Required action: In the figure legends, recast the paragraph that opens "Figure 2. Schematic representation" as a short bulleted list that keeps its main facts.

Document extract:
--- START ---
Figure Legends
Figure 1. Schematic representation of three principal approaches to prepare barcoded libraries. (A, C and D) Molecular barcodes can be introduced to a template by ligating sequencing adaptors (A) or hybridizing molecular inversion probes (C) or directly given by PCR amplification with target-specific primers (D). Of note, both forward- and reverse adaptors were synthesized followed by adaptor extension and A tailing. (B) Schematic representation of the different applications between the usage of molecular barcodes and sample barcodes. Molecular barcodes used in pooled sample 1 aims to correct sequencing errors: a misreading nucleotide, guanosine (G) for example, is corrected in final consensus sequences. Molecular barcodes used in pooled sample 2 aims to identify true mutations (marked by red triangles); a mistaken mutation (marked by a blue triangle) is eventually removed in final consensus sequences. Panel (A) is modified based on Figure 1 in Schmitt et al. (2012)[19]; panel (C) is modified based on Figure 1 in Hiatt et al. (2013)[23].
Figure 2. Schematic representation of the molecular barcoding strategies used for a population-scale testing to screen SARS-CoV-2-infected individuals. (A) A sequence of 10 base pairs DNA barcodes named LAMP barcodes was incorporated in the FIP primer while performing RT-PCR. PCR barcodes adjacent to Illumina P5 and P7 sequences flanked the both ends of the library. Annotated amplicon sequence is modified based on Figure 1b in Ludwig et al. (2021)[27]. (B) Two sets of unique barcodes named i5 and i7 sample barcodes were placed adjacent to the P5 and P7 adaptors in Illumina sequence primers in the stage of PCR amplification. Illustration is modified based on Figure 1b in Bloom et al. (2021)[51].
--- END ---
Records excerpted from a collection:
--- START ---
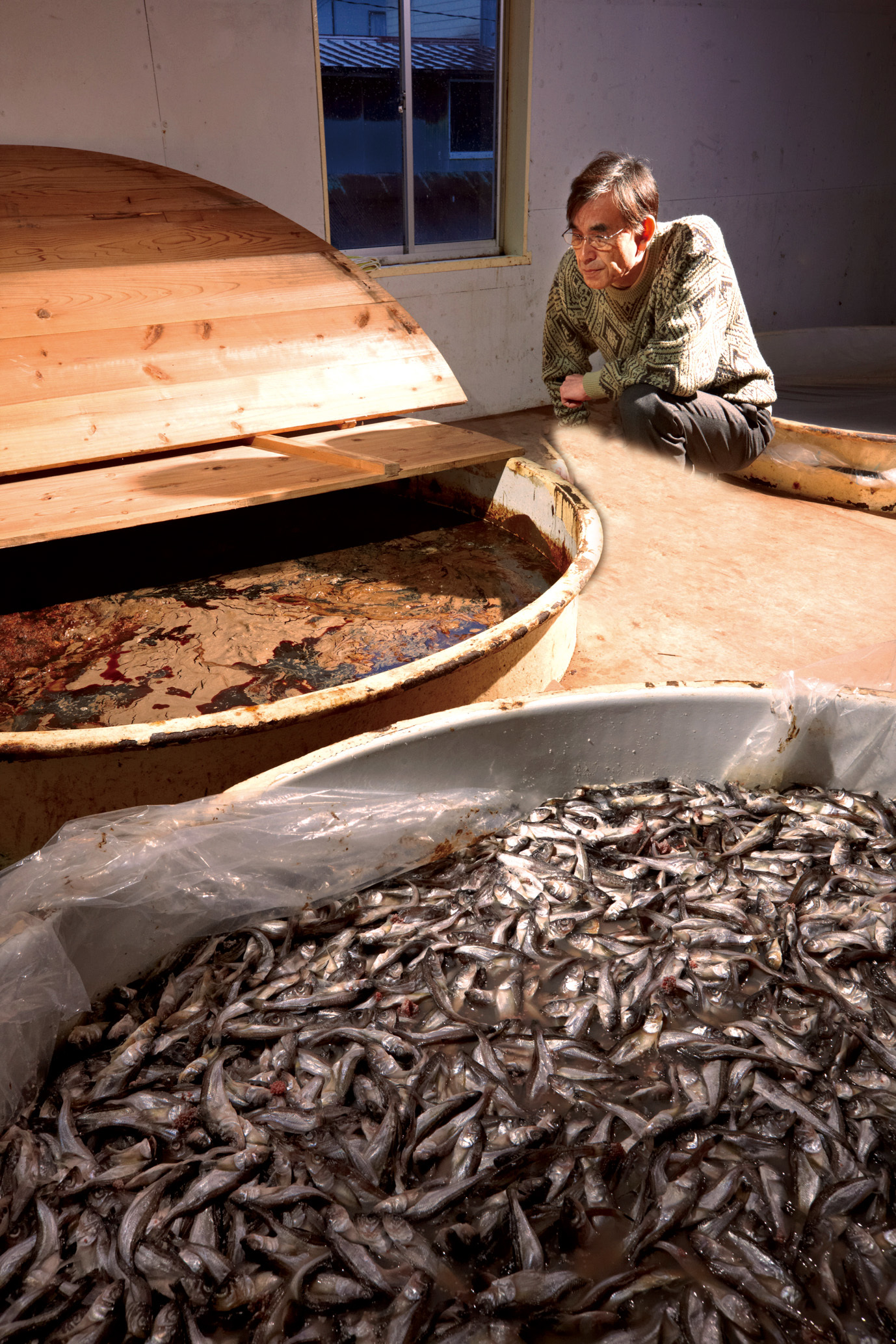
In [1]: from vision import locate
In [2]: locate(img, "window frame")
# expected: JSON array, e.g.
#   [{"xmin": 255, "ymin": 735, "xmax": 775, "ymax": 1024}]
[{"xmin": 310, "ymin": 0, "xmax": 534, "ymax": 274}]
--- END ---
--- START ---
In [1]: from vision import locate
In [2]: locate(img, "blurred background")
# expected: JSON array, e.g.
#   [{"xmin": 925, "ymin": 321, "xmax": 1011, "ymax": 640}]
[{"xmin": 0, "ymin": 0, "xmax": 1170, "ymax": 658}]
--- END ---
Your solution:
- Figure 2 shows molecular barcoding strategies used in population-scale testing to screen individuals infected with SARS-CoV-2.
- Panel A: a 10-base-pair DNA barcode sequence, called LAMP barcodes, was incorporated in the FIP primer during RT-PCR. PCR barcodes adjacent to the Illumina P5 and P7 sequences flanked both ends of the library. The annotated amplicon sequence is modified from Figure 1b in Ludwig et al. (2021).
- Panel B: two sets of unique barcodes, the i5 and i7 sample barcodes, were placed next to the P5 and P7 adaptors in Illumina sequence primers during PCR amplification. The illustration is modified from Figure 1b in Bloom et al. (2021).